Sometimes pastors preach heresy, engage in unrepentant sin, or unnecessarily stir up hostility or division, but a great number of pastors who’ve seen their share of congregational betrayal were, despite their flaws and failings, simply going about their ministry business when it blew up in their face.
So how does it happen? How do otherwise good Christians turn against otherwise good pastors? Here are three very common ways it happens.
1. Disappointment Turns into Disgruntlement
I have seen firsthand the weaponizing of disappointment in a congregation. Bonhoeffer was right that pastors must beware of the “wish-dream” when it comes to their congregations, but the danger works both ways — congregants often have wish-dream pastors. That is, they have an idealized version of what or who their pastor should be. They wish he was more academic or less so. They wish he was a better communicator, more like the guys they listen to on the Internet. They wish he was more extroverted or more studious or more something than he actually is.
The truth is that pastors will fail us, and this is not because they are necessarily bad pastors, but because they are human. They do not have infinite physical or emotional resources. They mess up. They make mistakes.

(Source records)
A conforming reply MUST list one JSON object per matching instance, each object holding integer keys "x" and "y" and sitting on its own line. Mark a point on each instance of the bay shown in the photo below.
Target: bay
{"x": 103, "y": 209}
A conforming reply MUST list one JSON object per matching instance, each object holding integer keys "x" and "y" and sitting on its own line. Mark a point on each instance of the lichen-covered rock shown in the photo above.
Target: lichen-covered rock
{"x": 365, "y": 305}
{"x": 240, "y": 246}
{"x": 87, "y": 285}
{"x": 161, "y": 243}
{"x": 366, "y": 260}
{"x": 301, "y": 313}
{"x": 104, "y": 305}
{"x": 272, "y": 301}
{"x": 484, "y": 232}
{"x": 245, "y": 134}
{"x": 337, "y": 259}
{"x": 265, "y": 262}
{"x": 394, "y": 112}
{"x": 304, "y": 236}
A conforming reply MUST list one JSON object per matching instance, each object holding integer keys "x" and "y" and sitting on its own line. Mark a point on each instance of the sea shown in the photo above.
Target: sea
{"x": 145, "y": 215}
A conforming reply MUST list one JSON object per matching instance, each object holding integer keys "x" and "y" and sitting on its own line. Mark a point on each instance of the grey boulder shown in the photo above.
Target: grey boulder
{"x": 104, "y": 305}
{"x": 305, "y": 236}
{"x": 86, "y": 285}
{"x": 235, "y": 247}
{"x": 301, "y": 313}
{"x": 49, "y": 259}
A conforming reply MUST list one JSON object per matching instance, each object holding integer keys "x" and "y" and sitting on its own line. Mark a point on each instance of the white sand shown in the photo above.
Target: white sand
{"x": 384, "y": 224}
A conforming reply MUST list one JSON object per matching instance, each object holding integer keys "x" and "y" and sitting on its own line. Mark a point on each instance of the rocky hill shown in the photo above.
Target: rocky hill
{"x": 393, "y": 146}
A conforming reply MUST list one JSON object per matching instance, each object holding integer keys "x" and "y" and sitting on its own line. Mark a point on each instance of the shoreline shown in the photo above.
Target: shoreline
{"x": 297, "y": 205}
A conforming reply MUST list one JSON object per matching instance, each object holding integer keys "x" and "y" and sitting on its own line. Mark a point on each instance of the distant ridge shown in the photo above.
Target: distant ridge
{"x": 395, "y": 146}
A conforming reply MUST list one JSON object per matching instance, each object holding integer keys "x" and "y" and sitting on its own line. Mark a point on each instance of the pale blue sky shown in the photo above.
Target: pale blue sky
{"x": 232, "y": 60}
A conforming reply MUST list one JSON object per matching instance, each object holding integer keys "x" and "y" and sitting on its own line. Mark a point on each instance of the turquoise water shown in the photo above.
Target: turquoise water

Problems and tasks —
1. In the passage on congregational betrayal of pastors, what does the first sentence say pastors sometimes do? List each one.
2. Carry on the passage on congregational betrayal of pastors, starting after its final sentence.

Numbered answers —
1.
- Preach heresy
- Engage in unrepentant sin
- Unnecessarily stir up hostility or division

2.
But when consider our pastors’ failures to live up to our idealizations of them, we must be careful we do not engage in idolatry — that we want from our pastor what we can only get from Jesus. I can think of a couple of significant disappointments I gave to church members once — both stemming from my apparent inability to “solve” counseling issues. It wasn’t my lack of availability or my lack of concern. I was engaged, I was gentle, I was pastoral. But I didn’t have a silver bullet and thus “failed.” These disappointments turned into severe critcism of me, became exaggerated into a wholesale attack on my qualifications and heart.
Remember that it’s not a sin to disappoint you. Sometimes pastors have to do that. Sometimes they don’t mean to do it, are just as disappointed as you are to be a disappointment to you. Don’t let your disappointments fester into disgruntlement. Consider Christ who never fails and let your pastor off the hook for not being him.
2. Disagreements Turn into Division
Maybe you disagree with a particular interpretation or application your pastor has made in his sermons.